-- Source excerpt --
▼▼▼

Some random performance numbers... when I enabled HashDocSet support,
performance of CNET shoppers faceted browsing requests increased by
3.6 times.  Another faceted browsing system could not have been built
at all due to the huge number of facets (most very small, so
HashDocSet allowed them to all fit).

>  I do still
> need to do these kinds of inverted sets somehow.

One problem is that not() needs to know how large the sets are.  I
could add a DocSet.flip(int maxDoc) or a DocSet.flip(int startIndex,
int endIndex) or something like that... but a user would need to know
what maxDoc is...

DocSet.andNot(DocSet other) would be doable w/o knowledge of maxDoc though.

-Yonik
Reply | Threaded
Open this post in threaded view
|

Re: Finding documents with undefined field

Erik Hatcher

On Jun 7, 2006, at 4:18 PM, Yonik Seeley wrote:

>>  I do still
>> need to do these kinds of inverted sets somehow.
>
> One problem is that not() needs to know how large the sets are.  I
> could add a DocSet.flip(int maxDoc) or a DocSet.flip(int startIndex,
> int endIndex) or something like that... but a user would need to know
> what maxDoc is...
>
> DocSet.andNot(DocSet other) would be doable w/o knowledge of maxDoc  
> though.

The code for building these DocSet's would be in the cache warming  
phase of Solr, right where the IndexReader is readily available.  I  
don't see a problem requiring a size or range parameters from a  
client code perspective.

▲▲▲

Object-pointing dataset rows
▼▼▼

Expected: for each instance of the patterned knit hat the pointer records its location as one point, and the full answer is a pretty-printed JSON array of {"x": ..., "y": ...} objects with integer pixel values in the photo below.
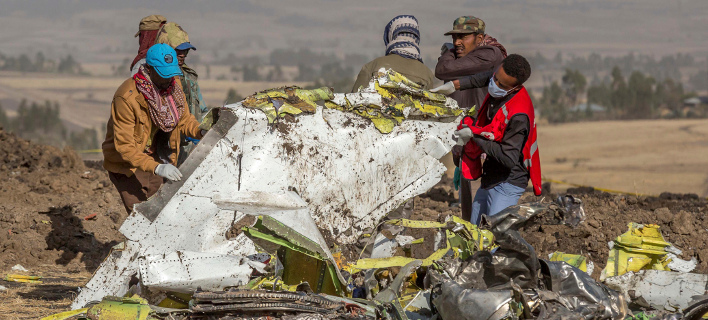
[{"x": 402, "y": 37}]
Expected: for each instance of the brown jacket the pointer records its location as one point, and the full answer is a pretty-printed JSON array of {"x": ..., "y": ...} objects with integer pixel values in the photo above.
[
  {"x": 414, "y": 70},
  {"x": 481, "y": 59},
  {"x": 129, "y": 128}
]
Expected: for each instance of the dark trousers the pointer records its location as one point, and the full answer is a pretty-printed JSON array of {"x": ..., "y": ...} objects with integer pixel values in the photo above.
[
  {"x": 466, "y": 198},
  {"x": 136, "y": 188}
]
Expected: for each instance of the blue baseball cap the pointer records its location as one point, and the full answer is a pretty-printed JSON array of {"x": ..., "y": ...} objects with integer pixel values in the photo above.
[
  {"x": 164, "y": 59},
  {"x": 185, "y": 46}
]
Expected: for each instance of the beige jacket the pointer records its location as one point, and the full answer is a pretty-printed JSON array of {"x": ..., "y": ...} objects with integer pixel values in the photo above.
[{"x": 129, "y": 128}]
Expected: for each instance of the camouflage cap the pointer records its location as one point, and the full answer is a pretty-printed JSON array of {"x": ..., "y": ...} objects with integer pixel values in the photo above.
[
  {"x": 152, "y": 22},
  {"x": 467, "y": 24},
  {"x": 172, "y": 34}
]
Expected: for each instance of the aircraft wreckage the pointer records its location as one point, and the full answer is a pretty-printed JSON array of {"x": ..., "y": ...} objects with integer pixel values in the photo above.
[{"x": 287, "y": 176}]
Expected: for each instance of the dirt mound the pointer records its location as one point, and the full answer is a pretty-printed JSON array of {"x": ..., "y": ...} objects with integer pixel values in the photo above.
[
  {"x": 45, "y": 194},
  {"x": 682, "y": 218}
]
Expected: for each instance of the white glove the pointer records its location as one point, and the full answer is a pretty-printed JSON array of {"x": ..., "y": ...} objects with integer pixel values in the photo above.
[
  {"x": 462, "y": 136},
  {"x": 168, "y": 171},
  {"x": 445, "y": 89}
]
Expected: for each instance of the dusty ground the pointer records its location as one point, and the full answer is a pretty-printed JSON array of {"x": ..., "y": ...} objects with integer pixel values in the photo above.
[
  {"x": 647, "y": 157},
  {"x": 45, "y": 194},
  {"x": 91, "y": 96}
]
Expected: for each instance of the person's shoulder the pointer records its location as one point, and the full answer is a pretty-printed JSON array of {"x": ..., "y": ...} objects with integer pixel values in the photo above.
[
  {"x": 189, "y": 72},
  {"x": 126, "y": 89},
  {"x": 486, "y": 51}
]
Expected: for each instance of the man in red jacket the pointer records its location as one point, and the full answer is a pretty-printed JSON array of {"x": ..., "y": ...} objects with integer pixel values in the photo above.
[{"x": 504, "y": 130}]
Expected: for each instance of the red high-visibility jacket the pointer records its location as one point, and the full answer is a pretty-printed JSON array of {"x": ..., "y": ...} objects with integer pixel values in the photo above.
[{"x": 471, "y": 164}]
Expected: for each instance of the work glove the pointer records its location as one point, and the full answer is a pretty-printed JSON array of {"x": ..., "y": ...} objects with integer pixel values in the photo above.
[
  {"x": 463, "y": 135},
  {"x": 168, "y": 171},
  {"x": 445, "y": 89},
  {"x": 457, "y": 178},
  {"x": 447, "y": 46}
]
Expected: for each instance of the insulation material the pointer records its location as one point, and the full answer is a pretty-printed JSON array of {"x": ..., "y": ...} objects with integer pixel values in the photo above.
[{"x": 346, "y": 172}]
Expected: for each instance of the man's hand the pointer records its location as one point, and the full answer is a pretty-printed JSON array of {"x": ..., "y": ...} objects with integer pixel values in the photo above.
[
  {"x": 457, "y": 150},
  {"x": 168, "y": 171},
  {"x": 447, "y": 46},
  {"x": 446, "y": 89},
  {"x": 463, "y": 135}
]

▲▲▲

-- Work instructions --
- 1) In the Solr DocSet thread, by how many times did faceted browsing performance for CNET shoppers improve once HashDocSet support was enabled?
- 2) Carry on the Solr DocSet thread from its final sentence.

-- Outputs --
- 1) 3.6 times.

- 2)
        Erik

Reply | Threaded
Open this post in threaded view
|

Re: Finding documents with undefined field

Chris Hostetter-3
In reply to this post by Yonik Seeley

: One problem is that not() needs to know how large the sets are.  I
: could add a DocSet.flip(int maxDoc) or a DocSet.flip(int startIndex,
: int endIndex) or something like that... but a user would need to know
: what maxDoc is...

alternately, we could make maxDoc an intrinsic and immutable part of the
DocSet API ... as an "int getMaxSize()" method in the interface perhaps.
The various constructors for the implimenting clases could require it as a
constructor argument (unless they are being constructed from an existing
impl, in which case they could just ask)

in the context of a BitSet it makes a lot of sense to let the "max size"
of the BitSet grow as needed ... but in the context of a Lucene index he
number of docs that can ever posisbly be in a DocSet can never changed (if
it des, the DocSet is invalid because ids may have moved)

: DocSet.andNot(DocSet other) would be doable w/o knowledge of maxDoc though.

yeah ... and getting a DocSet that matches all docs in the index would be
easy enough using a MatchAllDocsQuery.


-Hoss

Reply | Threaded
Open this post in threaded view
|

Re: Finding documents with undefined field

Fabio Confalonieri
In reply to this post by Chris Hostetter-3
Chris Hostetter wrote
There are a couple of things you can do here...

1) Use the same approach i described before if you have a uniqueKey,
search for all things with a key and then exclude things that have a value
in your field.  Since you are writing a request handler, you could also
progromaticaly build up a BooleanQuery containing a MatchAllDocsQuery
object and your prohibited clause even if you don't have a uniqueKey

2) you can fetch the DocSet of all documents that *do* have a value for
that field, and then get the inverse, and use that for your facet counts.
this is something that was discussed before in a thread Erik started...
..
Ok at last I tried the easy way so, when I find a particular predefined
"undefined-value" in a filter or facet, I convert the query to parse to:

   "type:ad AND -" +field+":[* TO *]"

"type:ad" matches all my documents, the other type I have is "facets"
 (many thanks for the unbound range trick).

I cannot see any particular slowliness (but I'm testing with 50.000 docs
now) perhaps thanks to Solr ConstantScoreRangeQueries conversion,
should I worry with bigger numbers, say 300.000 docs ?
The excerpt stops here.